(Problem description)
Beginning at the top of the entries below, retype each line exactly until the line containing "Target: rear cab window" has been written out; include no pictures and no later lines.

(Information provided)

□ □ □ □ □ □ □

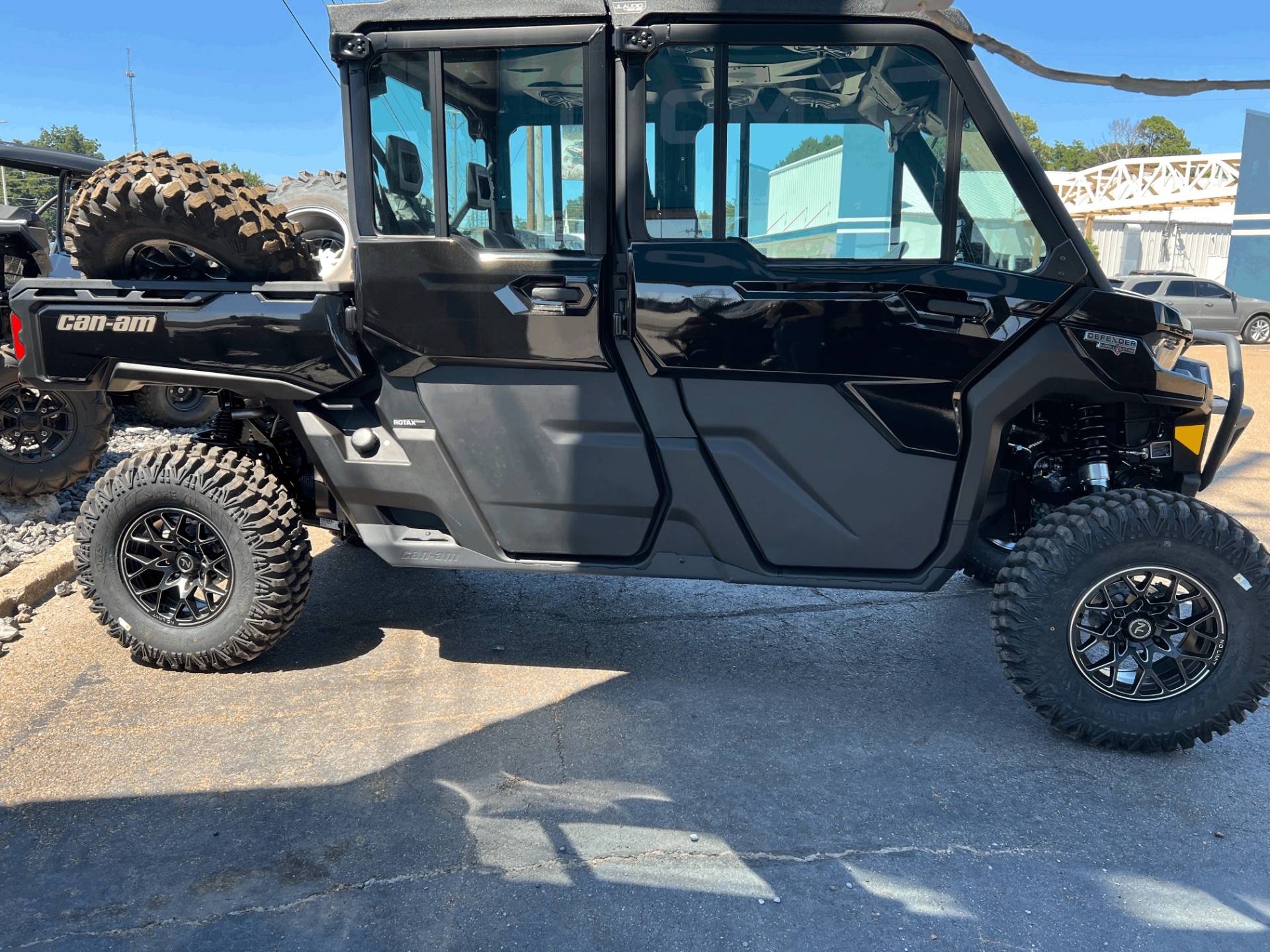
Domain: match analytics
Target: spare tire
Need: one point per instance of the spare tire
(155, 218)
(177, 405)
(319, 205)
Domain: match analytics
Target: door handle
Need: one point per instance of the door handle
(558, 294)
(970, 310)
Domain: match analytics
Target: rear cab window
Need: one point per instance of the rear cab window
(831, 153)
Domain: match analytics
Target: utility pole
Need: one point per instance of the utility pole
(4, 180)
(132, 102)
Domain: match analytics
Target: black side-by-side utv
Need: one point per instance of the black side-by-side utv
(50, 440)
(675, 290)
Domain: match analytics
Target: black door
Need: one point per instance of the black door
(822, 281)
(483, 270)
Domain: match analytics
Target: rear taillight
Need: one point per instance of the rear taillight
(18, 349)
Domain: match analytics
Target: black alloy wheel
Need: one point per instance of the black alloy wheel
(186, 399)
(34, 424)
(171, 260)
(1147, 634)
(175, 567)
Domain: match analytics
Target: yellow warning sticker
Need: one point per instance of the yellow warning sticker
(1191, 437)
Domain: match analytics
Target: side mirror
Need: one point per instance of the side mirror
(404, 172)
(480, 193)
(480, 188)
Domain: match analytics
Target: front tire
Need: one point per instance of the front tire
(50, 440)
(1137, 619)
(1257, 331)
(193, 556)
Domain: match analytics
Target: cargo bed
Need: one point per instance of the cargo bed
(298, 338)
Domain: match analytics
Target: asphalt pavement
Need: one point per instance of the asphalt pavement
(466, 761)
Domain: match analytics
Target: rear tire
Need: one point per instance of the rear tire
(1257, 331)
(984, 561)
(193, 556)
(55, 448)
(177, 407)
(1075, 559)
(168, 218)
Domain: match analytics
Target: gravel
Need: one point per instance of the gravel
(131, 434)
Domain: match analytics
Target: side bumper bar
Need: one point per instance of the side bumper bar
(1234, 420)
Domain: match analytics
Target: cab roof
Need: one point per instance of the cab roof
(396, 15)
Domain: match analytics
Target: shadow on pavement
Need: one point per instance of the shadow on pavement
(857, 756)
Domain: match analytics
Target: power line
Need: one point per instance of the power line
(310, 41)
(132, 102)
(1126, 83)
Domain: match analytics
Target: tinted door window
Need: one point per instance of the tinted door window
(994, 227)
(836, 153)
(402, 143)
(680, 143)
(515, 116)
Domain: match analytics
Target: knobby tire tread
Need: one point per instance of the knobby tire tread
(270, 518)
(161, 196)
(1075, 532)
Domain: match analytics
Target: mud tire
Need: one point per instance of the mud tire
(163, 198)
(1068, 551)
(93, 420)
(319, 205)
(984, 561)
(254, 517)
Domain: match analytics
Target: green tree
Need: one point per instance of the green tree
(1032, 132)
(810, 146)
(1162, 136)
(251, 178)
(28, 190)
(1127, 139)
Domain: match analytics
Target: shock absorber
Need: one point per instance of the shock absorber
(224, 428)
(1095, 455)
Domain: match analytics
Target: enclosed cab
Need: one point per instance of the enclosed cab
(668, 290)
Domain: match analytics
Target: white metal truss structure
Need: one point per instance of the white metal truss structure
(1150, 184)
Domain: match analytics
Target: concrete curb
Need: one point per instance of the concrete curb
(34, 579)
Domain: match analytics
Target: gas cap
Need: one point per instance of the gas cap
(365, 442)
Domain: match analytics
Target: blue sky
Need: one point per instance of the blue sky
(235, 80)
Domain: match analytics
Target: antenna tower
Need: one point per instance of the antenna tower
(132, 102)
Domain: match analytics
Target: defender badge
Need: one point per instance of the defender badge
(1111, 342)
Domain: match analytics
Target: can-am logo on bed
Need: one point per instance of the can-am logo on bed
(124, 323)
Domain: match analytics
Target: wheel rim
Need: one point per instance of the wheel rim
(172, 260)
(324, 237)
(1147, 634)
(34, 424)
(185, 397)
(177, 568)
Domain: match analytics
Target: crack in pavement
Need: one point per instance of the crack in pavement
(566, 863)
(775, 611)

□ □ □ □ □ □ □

(Output of the task)
Domain: match analytics
Target: spare tire
Need: one point per instance of the spare tire
(155, 218)
(177, 405)
(319, 205)
Domain: match analytics
Target: door handle
Need: one point per instance of the door handle
(558, 294)
(970, 310)
Domain: match analytics
Target: rear cab window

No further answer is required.